Point localization data:
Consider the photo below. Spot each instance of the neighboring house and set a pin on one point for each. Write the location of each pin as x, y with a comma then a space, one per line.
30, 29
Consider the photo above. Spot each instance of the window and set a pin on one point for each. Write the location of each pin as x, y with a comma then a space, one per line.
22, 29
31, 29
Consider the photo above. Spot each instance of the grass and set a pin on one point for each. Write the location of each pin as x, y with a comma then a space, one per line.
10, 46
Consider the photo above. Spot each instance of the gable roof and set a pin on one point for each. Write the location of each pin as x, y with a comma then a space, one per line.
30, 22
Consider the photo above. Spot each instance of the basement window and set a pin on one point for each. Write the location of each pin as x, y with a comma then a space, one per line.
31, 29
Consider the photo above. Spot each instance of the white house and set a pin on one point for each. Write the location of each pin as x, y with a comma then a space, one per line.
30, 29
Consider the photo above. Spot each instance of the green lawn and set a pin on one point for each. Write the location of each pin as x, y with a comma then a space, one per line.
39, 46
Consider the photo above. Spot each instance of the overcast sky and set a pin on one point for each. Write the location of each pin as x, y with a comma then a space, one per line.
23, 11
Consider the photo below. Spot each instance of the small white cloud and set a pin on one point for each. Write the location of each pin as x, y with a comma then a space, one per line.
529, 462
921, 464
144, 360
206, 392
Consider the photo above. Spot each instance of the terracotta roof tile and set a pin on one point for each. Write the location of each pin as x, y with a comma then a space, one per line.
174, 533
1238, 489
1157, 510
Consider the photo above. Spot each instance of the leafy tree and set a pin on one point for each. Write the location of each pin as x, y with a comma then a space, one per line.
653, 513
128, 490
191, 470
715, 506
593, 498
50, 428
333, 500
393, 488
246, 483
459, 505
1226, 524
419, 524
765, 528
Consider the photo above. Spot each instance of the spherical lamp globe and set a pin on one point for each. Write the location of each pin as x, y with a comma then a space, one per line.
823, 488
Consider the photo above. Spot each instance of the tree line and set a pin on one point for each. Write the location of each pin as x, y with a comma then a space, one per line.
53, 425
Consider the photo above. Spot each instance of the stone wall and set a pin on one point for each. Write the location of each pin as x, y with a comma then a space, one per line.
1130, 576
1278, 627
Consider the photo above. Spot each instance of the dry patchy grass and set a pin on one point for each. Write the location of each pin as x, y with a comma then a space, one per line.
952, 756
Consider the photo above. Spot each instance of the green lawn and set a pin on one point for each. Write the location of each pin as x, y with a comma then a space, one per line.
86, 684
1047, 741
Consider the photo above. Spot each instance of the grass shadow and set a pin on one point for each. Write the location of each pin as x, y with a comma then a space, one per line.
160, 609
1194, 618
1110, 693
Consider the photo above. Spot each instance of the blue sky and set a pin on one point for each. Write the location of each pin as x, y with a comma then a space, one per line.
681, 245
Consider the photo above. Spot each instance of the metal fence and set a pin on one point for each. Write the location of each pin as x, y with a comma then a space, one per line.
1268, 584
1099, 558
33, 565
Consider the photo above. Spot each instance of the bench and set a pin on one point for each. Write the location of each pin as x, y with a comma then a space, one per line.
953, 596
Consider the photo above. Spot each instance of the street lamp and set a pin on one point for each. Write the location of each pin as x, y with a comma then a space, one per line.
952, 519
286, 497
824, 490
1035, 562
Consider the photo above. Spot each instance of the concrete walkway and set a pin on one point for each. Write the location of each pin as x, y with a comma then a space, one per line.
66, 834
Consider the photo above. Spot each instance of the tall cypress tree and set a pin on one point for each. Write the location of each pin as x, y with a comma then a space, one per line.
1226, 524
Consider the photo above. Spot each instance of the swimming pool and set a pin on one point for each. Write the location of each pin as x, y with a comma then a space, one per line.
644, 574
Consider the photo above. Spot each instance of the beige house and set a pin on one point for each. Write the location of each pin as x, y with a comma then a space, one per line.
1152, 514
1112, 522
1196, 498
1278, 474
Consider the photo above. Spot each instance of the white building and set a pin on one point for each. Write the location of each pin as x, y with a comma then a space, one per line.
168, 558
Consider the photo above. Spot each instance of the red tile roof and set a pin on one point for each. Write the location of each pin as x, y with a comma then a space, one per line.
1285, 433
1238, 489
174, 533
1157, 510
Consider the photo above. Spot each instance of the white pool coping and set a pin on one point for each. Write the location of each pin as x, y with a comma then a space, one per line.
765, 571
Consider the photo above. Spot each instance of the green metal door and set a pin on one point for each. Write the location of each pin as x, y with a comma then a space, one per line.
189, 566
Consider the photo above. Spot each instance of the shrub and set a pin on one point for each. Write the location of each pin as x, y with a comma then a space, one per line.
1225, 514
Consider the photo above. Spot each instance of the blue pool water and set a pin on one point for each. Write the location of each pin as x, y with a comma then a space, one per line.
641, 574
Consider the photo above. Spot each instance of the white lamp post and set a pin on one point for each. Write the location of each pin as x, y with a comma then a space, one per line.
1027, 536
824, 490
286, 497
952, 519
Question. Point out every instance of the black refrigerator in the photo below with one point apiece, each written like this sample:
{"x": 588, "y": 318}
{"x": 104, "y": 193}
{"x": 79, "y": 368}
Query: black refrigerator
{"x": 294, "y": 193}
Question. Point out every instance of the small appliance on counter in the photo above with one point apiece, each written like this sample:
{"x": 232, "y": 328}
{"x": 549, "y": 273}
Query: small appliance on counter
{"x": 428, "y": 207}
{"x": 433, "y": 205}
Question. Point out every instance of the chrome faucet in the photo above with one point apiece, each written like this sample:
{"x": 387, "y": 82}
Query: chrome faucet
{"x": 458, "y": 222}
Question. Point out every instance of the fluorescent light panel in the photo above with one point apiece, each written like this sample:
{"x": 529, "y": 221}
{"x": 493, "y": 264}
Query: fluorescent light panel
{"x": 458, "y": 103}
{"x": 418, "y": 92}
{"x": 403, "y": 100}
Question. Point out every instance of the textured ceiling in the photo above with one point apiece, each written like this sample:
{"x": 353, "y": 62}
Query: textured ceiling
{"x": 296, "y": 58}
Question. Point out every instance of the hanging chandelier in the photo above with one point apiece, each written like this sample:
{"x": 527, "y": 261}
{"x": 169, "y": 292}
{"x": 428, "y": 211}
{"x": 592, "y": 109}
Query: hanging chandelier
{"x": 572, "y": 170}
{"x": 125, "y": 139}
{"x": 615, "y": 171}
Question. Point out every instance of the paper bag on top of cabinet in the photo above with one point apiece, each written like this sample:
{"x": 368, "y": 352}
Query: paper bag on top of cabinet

=== WHAT TO WORK ON ===
Go through the records and set every one down exactly.

=== SOLUTION ===
Consider the photo below. Spot each instance of the neighboring house and set a pin on one point for each. Write the location of each pin as x, y with a comma then a space, one per line.
30, 29
Consider the photo above. Spot each instance of the window and set a pin on one point for each. Write the location of each pin as x, y with a comma then a space, one per line.
22, 29
31, 29
Consider the photo above. Spot each instance of the grass and set a pin on one point for each. Write the location of each pin as x, y with a comma then a space, one per line.
10, 46
Consider the photo above. Spot each instance of the gable roof and set a pin on one point for each. Write the location of each pin as x, y with a comma then a space, one per line.
30, 22
Consider the photo above. Spot each instance of the basement window and set a pin on one point for each. Write the location of each pin as x, y with a comma then a space, one per line.
31, 29
Consider the photo above. Spot each instance of the white house and set a pin on one point for each. Write the location of each pin as x, y with a comma then a space, one per line.
30, 29
Consider the photo above. Spot each instance of the green lawn and set a pin on one point for each. Write the location of each pin as x, y with a comma then a space, one per line.
39, 46
Consider the photo above. Spot each instance of the overcast sky and set a pin on one point for each. Write the location of each pin as x, y with a comma then a space, one per line.
23, 11
Consider the photo below. Spot each instance of the small white cloud and set a pin on one point for each. Write the location of each pin as x, y with a comma then a space, one per line.
529, 462
921, 464
144, 360
206, 392
Consider the photo above. Spot each instance of the terracotta roof tile and set a pin on one point for each. Write the location of each pin as x, y with a comma then a space, one per line.
174, 533
1238, 489
1157, 510
Consider the photo above. Spot each instance of the leafy tree and set a pin on one point for each. Write the location of each pin as x, y with a comma then a space, one per line.
653, 513
128, 490
191, 470
715, 506
593, 498
50, 428
333, 500
393, 488
246, 483
459, 505
1226, 524
419, 524
765, 528
Consider the photo above. Spot each instance of the spherical lamp globe and set a pin on one point for each. Write the location of each pin as x, y with a comma then a space, one per line.
823, 488
Consider the photo above. Spot each instance of the tree line and set a pin on one point for each. Write the location of each pin as x, y with a comma then a space, one per line.
53, 425
Consider the photo above. Spot each instance of the stone wall and set a pin on one point for each. Write the location of each pin as x, y with a comma then a space, one per line.
1130, 576
1278, 627
Consider the photo above. Spot each instance of the dry patchy grass and set a pin on one point for each. Write the location of each pin as x, y with a comma then a space, one per line.
952, 756
Consider the photo above. Spot each instance of the green lawn and set a pin on one point for each. Write the location of each pin as x, y with a comma then a space, one per line.
86, 684
1047, 741
Consider the photo above. Spot each instance of the grass shadow and set a pin on one point for each. Write the location of each pin as x, y with a comma then a space, one per line.
160, 609
1194, 618
1110, 693
Consider the photo above. Spot each instance of the blue sky and set a pin on one point for each. Write the location of each pin as x, y with a comma then a space, one per line.
681, 245
Consider the photo above. Spot each instance of the metal fence and set a pin on one point for each. Write the location of each pin as x, y with a comma then a space, one per line.
1268, 584
1099, 558
33, 565
Consider the photo above. Spot each instance of the bench and set a pin on one point for each. Write the location of each pin as x, y with a comma then a space, one per line.
953, 596
Consider the photo above. Spot each instance of the street lamp and set a pin on one point for each. Write the location of each pin as x, y with a comma then a space, one per line.
952, 519
286, 497
824, 490
1035, 562
Consider the photo above. Spot each instance of the concrete walkway and set a pin on one point for each. Write the location of each pin as x, y with a comma then a space, one per line.
66, 834
Consider the photo above. Spot each instance of the tall cypress tree and set a pin on one point for each. Write the location of each pin as x, y with a comma then a space, one per line.
1226, 524
Consider the photo above. Spot each instance of the swimming pool and set a pin on one point for each. Write the location of each pin as x, y with a comma then a space, one per line.
644, 574
Consider the photo above. Spot each instance of the beige house and set a pin on one point for each. Write the location of each pin as x, y with a comma then a space, one per line.
1152, 514
1112, 522
1196, 498
1278, 474
Consider the photo above. Spot each instance of the white building and set a pin on one point for each. Write the location of each pin as x, y with a comma then a space, one per line.
168, 558
Consider the photo above. Spot each instance of the red tile roof and set a pin on one point for each. Write the location of each pin as x, y with a comma then a space, one per line.
1285, 433
1238, 489
174, 533
1157, 510
Consider the photo above. Spot each instance of the white pool coping and set a pin on one point for each. Write the location of each pin as x, y with a comma then a space, one per line.
765, 571
Consider the photo above. Spot each instance of the green metal door and set a pin on one point for each. Write the location of each pin as x, y with a comma then a space, one per line.
189, 566
Consider the photo above. Spot each instance of the shrub and set a pin on one point for each. Write the location of each pin as x, y with a comma then a space, one per line.
1225, 514
Consider the photo above. Spot each instance of the blue pool water and set a pin on one point for each. Write the location of each pin as x, y with a comma then a space, one per line.
641, 574
Consider the photo above. Spot each instance of the white lamp post and set a pin on one point for each. Write the location of each pin as x, y with a comma then a space, one per line.
1027, 536
824, 490
286, 497
952, 519
Question. Point out every instance of the black refrigerator in the photo below with one point apiece, each written like this sample:
{"x": 588, "y": 318}
{"x": 104, "y": 193}
{"x": 79, "y": 368}
Query: black refrigerator
{"x": 294, "y": 193}
Question. Point out every instance of the small appliance on counter in the photo above with one point apiece, each written like this sample:
{"x": 232, "y": 328}
{"x": 549, "y": 273}
Query: small appliance on counter
{"x": 428, "y": 207}
{"x": 433, "y": 205}
Question. Point out every instance of the chrome faucet in the photo above with one point apiece, each written like this sample:
{"x": 387, "y": 82}
Query: chrome faucet
{"x": 458, "y": 222}
Question. Point out every instance of the fluorescent light panel in the photo above with one point apiece, each written like this sample:
{"x": 529, "y": 221}
{"x": 493, "y": 264}
Query: fluorescent light panel
{"x": 458, "y": 103}
{"x": 418, "y": 92}
{"x": 403, "y": 100}
Question. Point out every instance of the textured ceiling in the photo above with one point apiece, each written like this sample:
{"x": 353, "y": 62}
Query: textured ceiling
{"x": 296, "y": 58}
Question. Point out every instance of the hanging chandelier in the photo above with one point apiece, each written like this sample:
{"x": 527, "y": 261}
{"x": 169, "y": 292}
{"x": 428, "y": 211}
{"x": 592, "y": 109}
Query: hanging chandelier
{"x": 572, "y": 170}
{"x": 125, "y": 139}
{"x": 615, "y": 171}
Question. Point out every instance of the paper bag on top of cabinet in the photo above with one point apiece, each written like this sample:
{"x": 368, "y": 352}
Query: paper bag on top of cabinet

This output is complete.